Ive heard the big spikes called felling spikes/dogs.
 
mountainguyed67

Am I understanding you correctly that you installed the outside spike as is to go along with the current inside spike? In your pictures, they obviously don’t match... they are supposed to.

With a self-feeding chain, I can see you getting your saw bound up and possibly throwing a chain with that mid-matched spike set-up. At the very least you will be cutting diagonals when you are dogged in.

Dual spikes help tremendously with control and fatigue on big saws.
 
What I need practice on is chain sharpening. Mine will get dull, I'll do three passes on each tooth, then the saw will curve in one direction. I'll do one pass with the file on the faulty side, and it will still curve. Take two passes on the other side and curve the other direction. I end up going back and forth for a bit until I can get it to cut straight again. :homer:


Nothing is better for chain sharpening than more practice.

One tip is to quit counting strokes and sharpen each tooth until sharp. You will feel a difference in the file drag when the tooth is ready. Then use the raker gauge to adjust the depth of your rakers for each tooth. It sounds tedious, but it is the proper process and is much faster than a slow chain.

————————

◆ PROBLEMS AND TASKS ◆
(A) List the problems that the chainsaw thread says could result from the mismatched spike setup.
(B) Reproduce the chainsaw thread between "mountainguyed67" and "are supposed to.", inclusive.
(C) Write what comes next in the chainsaw thread, starting after its last sentence.

◆ EXCERPTED RECORDS ◆
————————

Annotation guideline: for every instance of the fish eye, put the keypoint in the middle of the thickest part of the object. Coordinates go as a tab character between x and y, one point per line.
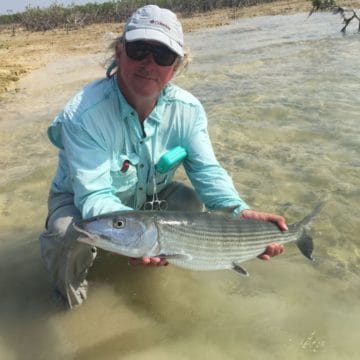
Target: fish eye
119	223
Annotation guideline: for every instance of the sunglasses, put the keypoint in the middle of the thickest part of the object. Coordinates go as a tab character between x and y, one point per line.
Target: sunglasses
139	50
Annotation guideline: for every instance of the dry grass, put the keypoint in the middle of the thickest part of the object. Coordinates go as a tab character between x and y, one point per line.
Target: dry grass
27	51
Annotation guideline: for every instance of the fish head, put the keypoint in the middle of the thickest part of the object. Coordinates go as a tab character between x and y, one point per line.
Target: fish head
125	233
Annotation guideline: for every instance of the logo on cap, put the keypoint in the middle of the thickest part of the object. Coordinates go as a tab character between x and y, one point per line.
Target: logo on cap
160	23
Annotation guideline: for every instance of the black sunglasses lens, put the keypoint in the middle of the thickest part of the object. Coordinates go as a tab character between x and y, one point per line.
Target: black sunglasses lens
164	56
138	50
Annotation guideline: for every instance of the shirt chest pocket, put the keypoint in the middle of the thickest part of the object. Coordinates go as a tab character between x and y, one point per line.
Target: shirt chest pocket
123	172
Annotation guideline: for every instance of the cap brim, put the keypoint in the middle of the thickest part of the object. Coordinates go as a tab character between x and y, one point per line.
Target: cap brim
154	35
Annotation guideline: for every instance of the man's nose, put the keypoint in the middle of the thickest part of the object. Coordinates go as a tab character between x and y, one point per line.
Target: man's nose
149	59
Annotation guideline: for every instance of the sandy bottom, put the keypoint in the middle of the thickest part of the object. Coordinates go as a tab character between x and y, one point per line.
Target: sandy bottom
26	51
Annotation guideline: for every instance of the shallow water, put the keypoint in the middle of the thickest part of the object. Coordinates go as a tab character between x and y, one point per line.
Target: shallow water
282	97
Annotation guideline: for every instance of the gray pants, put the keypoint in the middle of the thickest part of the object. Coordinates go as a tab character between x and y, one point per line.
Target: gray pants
67	260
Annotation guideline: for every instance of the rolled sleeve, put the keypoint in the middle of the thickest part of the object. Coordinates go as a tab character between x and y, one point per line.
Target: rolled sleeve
89	167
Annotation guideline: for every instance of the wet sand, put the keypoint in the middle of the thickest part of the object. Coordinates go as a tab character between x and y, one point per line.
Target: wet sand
306	148
27	51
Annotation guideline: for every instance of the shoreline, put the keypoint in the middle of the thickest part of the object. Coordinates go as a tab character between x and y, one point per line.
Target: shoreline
28	51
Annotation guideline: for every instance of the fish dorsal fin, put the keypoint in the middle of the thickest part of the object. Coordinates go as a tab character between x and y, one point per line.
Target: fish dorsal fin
239	269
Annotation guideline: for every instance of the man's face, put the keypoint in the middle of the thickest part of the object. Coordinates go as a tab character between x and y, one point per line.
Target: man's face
142	78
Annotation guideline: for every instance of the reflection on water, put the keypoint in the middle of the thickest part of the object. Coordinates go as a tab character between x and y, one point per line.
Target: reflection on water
282	96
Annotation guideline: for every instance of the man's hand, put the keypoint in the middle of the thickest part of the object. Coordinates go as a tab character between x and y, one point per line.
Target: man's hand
272	249
148	261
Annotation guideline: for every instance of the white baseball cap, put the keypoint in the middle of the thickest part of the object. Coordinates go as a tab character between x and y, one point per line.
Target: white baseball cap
153	23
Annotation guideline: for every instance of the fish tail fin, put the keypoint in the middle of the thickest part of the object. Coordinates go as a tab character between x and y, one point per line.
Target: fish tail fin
309	218
305	244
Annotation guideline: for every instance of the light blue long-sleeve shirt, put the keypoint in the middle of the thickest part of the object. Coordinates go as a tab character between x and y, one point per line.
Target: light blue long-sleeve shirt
99	134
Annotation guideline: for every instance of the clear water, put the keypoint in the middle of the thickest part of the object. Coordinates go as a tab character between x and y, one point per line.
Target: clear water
282	97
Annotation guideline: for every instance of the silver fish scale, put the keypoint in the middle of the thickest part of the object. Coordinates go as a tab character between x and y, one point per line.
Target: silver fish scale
217	242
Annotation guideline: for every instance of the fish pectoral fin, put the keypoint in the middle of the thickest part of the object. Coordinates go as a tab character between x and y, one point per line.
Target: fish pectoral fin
182	257
239	269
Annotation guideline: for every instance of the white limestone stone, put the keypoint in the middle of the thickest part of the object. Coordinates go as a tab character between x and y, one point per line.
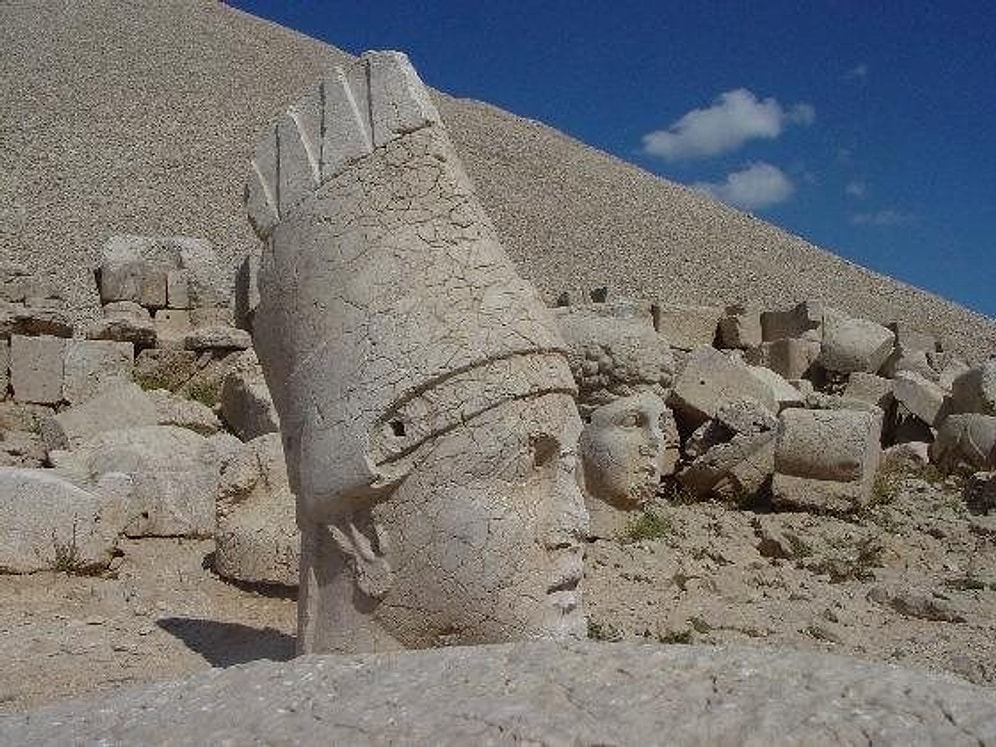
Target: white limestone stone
710	380
48	523
89	363
825	460
36	368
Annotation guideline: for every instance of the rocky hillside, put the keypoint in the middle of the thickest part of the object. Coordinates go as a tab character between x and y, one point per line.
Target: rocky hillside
117	120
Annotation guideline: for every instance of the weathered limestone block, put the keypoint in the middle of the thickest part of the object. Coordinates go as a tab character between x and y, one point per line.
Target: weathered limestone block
740	328
825	460
710	380
922	397
47	523
4	367
36	368
965	441
614	351
684	696
786	395
975	390
172	327
733	454
150	269
687	327
789	357
246	405
217	337
124	321
164	368
89	363
117	404
425	399
172	409
867	387
169	477
850	344
804	321
257	539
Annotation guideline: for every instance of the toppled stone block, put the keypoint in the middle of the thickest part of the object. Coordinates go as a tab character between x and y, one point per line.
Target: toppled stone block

————————

◆ THE RESPONSES ◆
(A)
- Getting the saw bound up
- Possibly throwing a chain
- Cutting diagonals when dogged in

(B)
mountainguyed67

Am I understanding you correctly that you installed the outside spike as is to go along with the current inside spike? In your pictures, they obviously don’t match... they are supposed to.

(C)
Don’t be afraid to remove material while filing. You are not conserving chains, you are cutting wood.

Once you have figured out how to sharpen a chain, you will have ZERO patience for a bad chain.
 
mountainguyed67

Am I understanding you correctly that you installed the outside spike as is to go along with the current inside spike?

No. The inside spike is almost useless because the upper mounting point is broken off the case. I’m still going to have only one spike, it’ll just be outside instead of inside. If I want both sides to have compatible spikes I’ll have to replace the case, or gut the case so it can be boiled to get rid of impurities, then have the broken piece welded back on. I’m not gonna go through all that trouble. If one spike was good before, one spike should be good now.
 
Doing some more cleaning up at our mountain place. Some wasn’t solid, and went to the stay there for campfire wood pile.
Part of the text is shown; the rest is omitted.